* _Records for the exercise_
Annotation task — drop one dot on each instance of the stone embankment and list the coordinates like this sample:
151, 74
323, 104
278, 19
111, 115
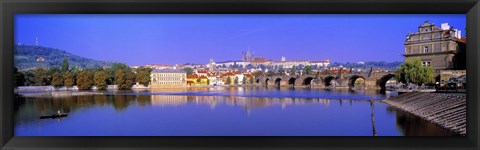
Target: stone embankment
445, 109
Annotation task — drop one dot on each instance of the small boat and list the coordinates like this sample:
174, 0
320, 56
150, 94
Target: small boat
53, 116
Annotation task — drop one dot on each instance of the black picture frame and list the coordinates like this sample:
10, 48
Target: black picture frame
8, 8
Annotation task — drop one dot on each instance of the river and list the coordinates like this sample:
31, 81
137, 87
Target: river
220, 111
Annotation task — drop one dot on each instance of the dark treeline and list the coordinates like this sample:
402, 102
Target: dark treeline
84, 78
26, 58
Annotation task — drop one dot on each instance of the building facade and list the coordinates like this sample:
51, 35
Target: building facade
441, 48
168, 78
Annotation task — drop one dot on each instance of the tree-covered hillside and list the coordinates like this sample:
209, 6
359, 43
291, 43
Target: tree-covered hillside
26, 58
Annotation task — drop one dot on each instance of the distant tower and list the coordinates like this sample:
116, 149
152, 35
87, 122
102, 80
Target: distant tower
36, 40
212, 64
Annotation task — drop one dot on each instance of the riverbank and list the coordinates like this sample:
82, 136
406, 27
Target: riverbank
58, 93
445, 109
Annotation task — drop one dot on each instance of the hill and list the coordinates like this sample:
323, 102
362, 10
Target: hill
28, 57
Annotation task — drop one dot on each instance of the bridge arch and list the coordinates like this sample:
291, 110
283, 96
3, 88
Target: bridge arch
382, 82
291, 81
353, 79
307, 81
277, 82
329, 80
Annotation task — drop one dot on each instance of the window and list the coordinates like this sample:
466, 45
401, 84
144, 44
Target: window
425, 63
425, 49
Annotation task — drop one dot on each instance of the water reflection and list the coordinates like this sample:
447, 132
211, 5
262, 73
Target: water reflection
228, 111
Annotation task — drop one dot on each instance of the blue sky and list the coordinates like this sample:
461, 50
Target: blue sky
171, 38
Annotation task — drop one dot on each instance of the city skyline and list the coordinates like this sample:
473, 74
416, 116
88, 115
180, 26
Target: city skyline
197, 38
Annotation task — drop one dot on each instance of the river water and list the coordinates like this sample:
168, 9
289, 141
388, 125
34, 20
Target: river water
220, 111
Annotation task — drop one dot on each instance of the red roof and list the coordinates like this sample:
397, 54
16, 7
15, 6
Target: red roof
192, 76
463, 40
202, 71
247, 75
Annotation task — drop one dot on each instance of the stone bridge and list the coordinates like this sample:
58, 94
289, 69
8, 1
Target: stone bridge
346, 80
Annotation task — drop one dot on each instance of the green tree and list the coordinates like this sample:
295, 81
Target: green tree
42, 78
293, 70
84, 80
307, 70
69, 80
129, 79
19, 78
229, 81
143, 75
270, 73
412, 71
281, 71
113, 70
29, 78
124, 79
57, 80
235, 81
100, 79
64, 65
120, 78
188, 70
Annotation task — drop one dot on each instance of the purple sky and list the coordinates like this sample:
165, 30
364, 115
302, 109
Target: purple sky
172, 39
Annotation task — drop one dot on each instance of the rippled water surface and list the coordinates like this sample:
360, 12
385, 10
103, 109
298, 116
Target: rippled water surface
220, 111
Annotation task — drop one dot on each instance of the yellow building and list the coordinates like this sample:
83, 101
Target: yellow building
167, 78
196, 80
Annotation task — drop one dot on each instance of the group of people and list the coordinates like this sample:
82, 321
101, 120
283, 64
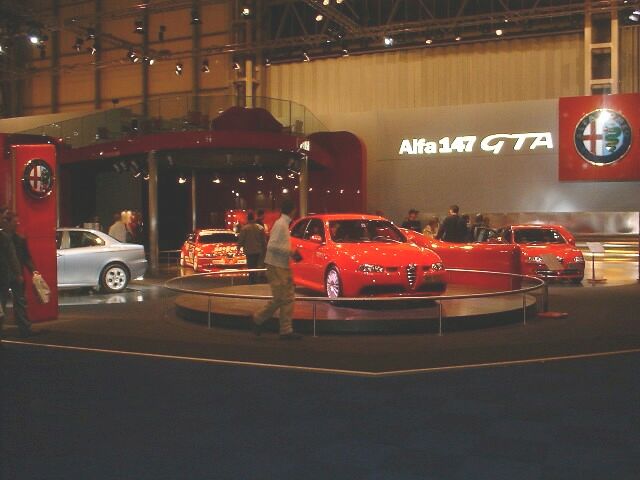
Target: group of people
15, 258
454, 228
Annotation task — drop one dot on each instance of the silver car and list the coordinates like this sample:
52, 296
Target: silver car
90, 258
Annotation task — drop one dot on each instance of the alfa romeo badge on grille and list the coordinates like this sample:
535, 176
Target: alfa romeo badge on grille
603, 137
38, 178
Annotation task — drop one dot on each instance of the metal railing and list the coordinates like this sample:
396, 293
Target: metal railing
173, 114
537, 284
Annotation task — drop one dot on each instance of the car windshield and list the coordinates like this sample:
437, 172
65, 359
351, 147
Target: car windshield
355, 231
219, 238
537, 235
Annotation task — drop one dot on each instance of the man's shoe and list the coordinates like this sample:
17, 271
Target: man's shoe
290, 336
257, 327
29, 334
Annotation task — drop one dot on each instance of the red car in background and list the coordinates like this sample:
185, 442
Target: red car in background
520, 249
211, 248
544, 243
350, 255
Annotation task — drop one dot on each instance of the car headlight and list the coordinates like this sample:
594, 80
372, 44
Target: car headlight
371, 268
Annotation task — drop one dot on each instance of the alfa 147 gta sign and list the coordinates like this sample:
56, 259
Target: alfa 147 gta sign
495, 144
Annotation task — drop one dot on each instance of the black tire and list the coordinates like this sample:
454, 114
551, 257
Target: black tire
114, 278
333, 283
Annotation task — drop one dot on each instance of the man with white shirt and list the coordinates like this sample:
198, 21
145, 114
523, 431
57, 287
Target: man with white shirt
277, 261
118, 229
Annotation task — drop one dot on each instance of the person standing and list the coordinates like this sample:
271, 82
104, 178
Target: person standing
278, 263
253, 241
118, 228
412, 222
453, 228
18, 256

* _Prompt_
Rewrite every line of the records above as a numbered list, skipping blank lines and leaving out the pictures.

* _Output of the exercise_
1. Annotation task — drop one dot on each instance of the stone embankment and list the coordinates like this sample:
2. 151, 74
3. 323, 104
4. 278, 19
5. 111, 115
6. Target: stone embankment
7. 445, 109
8. Annotation task — drop one dot on each instance of the small boat and list the coordinates like this sample:
9. 174, 0
10. 320, 56
11. 150, 94
12. Target: small boat
13. 53, 116
14. Annotation task — drop one dot on each instance of the black picture frame and list the coordinates like this sample:
15. 10, 48
16. Target: black picture frame
17. 8, 8
18. Annotation task — drop one dot on each instance of the river and list the coordinates like this sample:
19. 31, 81
20. 137, 87
21. Target: river
22. 220, 111
23. Annotation task — drop one dot on each instance of the dark treeline and list the coordinates like this sample:
24. 402, 102
25. Target: dark treeline
26. 84, 78
27. 26, 58
28. Annotation task — drop one dot on each instance of the building facade and list the coordinates like this sample:
29. 51, 35
30. Target: building facade
31. 441, 48
32. 168, 78
33. Annotation task — drop one dot on each instance of the tree-covered hillside and list the coordinates like this sample:
34. 209, 6
35. 359, 43
36. 291, 43
37. Target: tree-covered hillside
38. 26, 58
39. Annotation task — drop one dot on each instance of the distant tower and list the coordinates like this sample:
40. 116, 149
41. 152, 35
42. 87, 122
43. 102, 80
44. Target: distant tower
45. 36, 40
46. 212, 64
47. Annotation task — drop one dot on each instance of the riverbank and list the coordinates like this sample:
48. 82, 136
49. 406, 27
50. Target: riverbank
51. 58, 93
52. 445, 109
53. Annotation task — drop one dot on each instance of the hill and list the coordinates like this sample:
54. 323, 102
55. 362, 10
56. Target: hill
57. 28, 57
58. Annotation task — drop one dot on each instance of the bridge arch and list the coordinates like this sample:
59. 291, 110
60. 283, 96
61. 3, 88
62. Target: bridge arch
63. 382, 82
64. 291, 81
65. 353, 79
66. 307, 81
67. 277, 82
68. 329, 80
69. Annotation task — drop one dot on each instance of the window and list the coordinates like this sample:
70. 466, 45
71. 401, 84
72. 144, 44
73. Target: window
74. 425, 63
75. 425, 49
76. Annotation task — drop one dot on each instance of the water reflection and list the coordinates like this sample:
77. 447, 132
78. 211, 5
79. 262, 73
80. Target: water reflection
81. 228, 111
82. Annotation task — drop one dot on each instance of the blue sky and list the coordinates like this sample:
83. 461, 50
84. Target: blue sky
85. 171, 38
86. Annotation task — drop one dot on each instance of the city skyline and list the coordinates like this sample:
87. 473, 74
88. 416, 116
89. 88, 115
90. 180, 26
91. Target: city skyline
92. 197, 38
93. Annotation task — drop one dot on each instance of the river water and list the coordinates like this sample:
94. 168, 9
95. 289, 141
96. 388, 125
97. 34, 20
98. Target: river water
99. 220, 111
100. Annotation task — drop one dot on each instance of the red roof and list the coordinates like this sample:
101. 397, 54
102. 16, 7
103. 15, 6
104. Target: red roof
105. 192, 76
106. 463, 40
107. 202, 71
108. 247, 75
109. Annotation task — drop one dot on each instance of the stone bridge and list the coordinates like this sample:
110. 58, 94
111. 289, 69
112. 8, 1
113. Target: stone bridge
114. 346, 80
115. Annotation task — drop one dot on each instance of the green tree and list the coordinates like this sample:
116. 295, 81
117. Target: green tree
118. 42, 78
119. 293, 70
120. 84, 80
121. 307, 70
122. 69, 80
123. 129, 79
124. 19, 78
125. 229, 81
126. 143, 75
127. 270, 73
128. 412, 71
129. 281, 71
130. 113, 70
131. 29, 78
132. 124, 79
133. 57, 80
134. 235, 81
135. 100, 79
136. 64, 65
137. 120, 78
138. 188, 70
139. Annotation task — drop one dot on each instance of the purple sky and list the coordinates like this sample:
140. 165, 30
141. 364, 115
142. 302, 109
143. Target: purple sky
144. 172, 39
145. Annotation task — drop one dot on each instance of the rippled water surface and list the coordinates like this sample:
146. 360, 12
147. 385, 10
148. 103, 109
149. 298, 116
150. Target: rippled water surface
151. 220, 111
152. Annotation task — drop one dot on each instance of the yellow building and list the coordinates like this sample:
153. 83, 101
154. Target: yellow building
155. 167, 78
156. 196, 80
157. Annotation task — drop one dot on each instance of the group of people and list the coordinates like this sample:
158. 82, 321
159. 101, 120
160. 283, 64
161. Target: group of people
162. 15, 258
163. 454, 228
164. Annotation task — drop one dot on each instance of the silver car and list the coordinates like this sample:
165. 52, 296
166. Target: silver car
167. 90, 258
168. Annotation task — drop one dot on each instance of the alfa romeo badge on grille and list the coordinates like this sample:
169. 535, 176
170. Target: alfa romeo badge on grille
171. 603, 137
172. 38, 178
173. Annotation task — drop one dot on each instance of the metal railing and list the coordinates like this sample:
174. 396, 293
175. Target: metal railing
176. 173, 114
177. 537, 284
178. Annotation task — drop one dot on each instance of the car windshield and list the coordinates like this sample:
179. 437, 172
180. 65, 359
181. 351, 147
182. Target: car windshield
183. 355, 231
184. 219, 238
185. 537, 235
186. Annotation task — drop one dot on each instance of the man's shoe and list the coordinates like this sample:
187. 17, 271
188. Target: man's shoe
189. 290, 336
190. 257, 327
191. 29, 334
192. Annotation task — drop one dot on each instance of the red car in background and list the coordinates like this sample:
193. 185, 442
194. Target: red car in background
195. 520, 249
196. 211, 248
197. 544, 243
198. 350, 255
199. Annotation task — drop one dot on each instance of the car headlight and list the coordinates like this sample:
200. 594, 80
201. 372, 44
202. Target: car headlight
203. 371, 268
204. Annotation task — drop one dot on each instance of the alfa 147 gta sign and list the coordinates like this sample:
205. 56, 259
206. Target: alfa 147 gta sign
207. 495, 144
208. Annotation task — drop one dot on each instance of the black tire and list the coordinates like this sample:
209. 454, 114
210. 551, 257
211. Target: black tire
212. 114, 278
213. 333, 283
214. Annotation task — drop one dot on each instance of the man with white shirt and list the coordinates like this sample:
215. 198, 21
216. 145, 114
217. 523, 431
218. 57, 287
219. Target: man with white shirt
220. 277, 261
221. 118, 229
222. Annotation task — drop one dot on each instance of the person standing and list the coordinates like this sample:
223. 271, 82
224. 104, 178
225. Target: person standing
226. 278, 263
227. 253, 241
228. 118, 228
229. 412, 222
230. 453, 228
231. 18, 256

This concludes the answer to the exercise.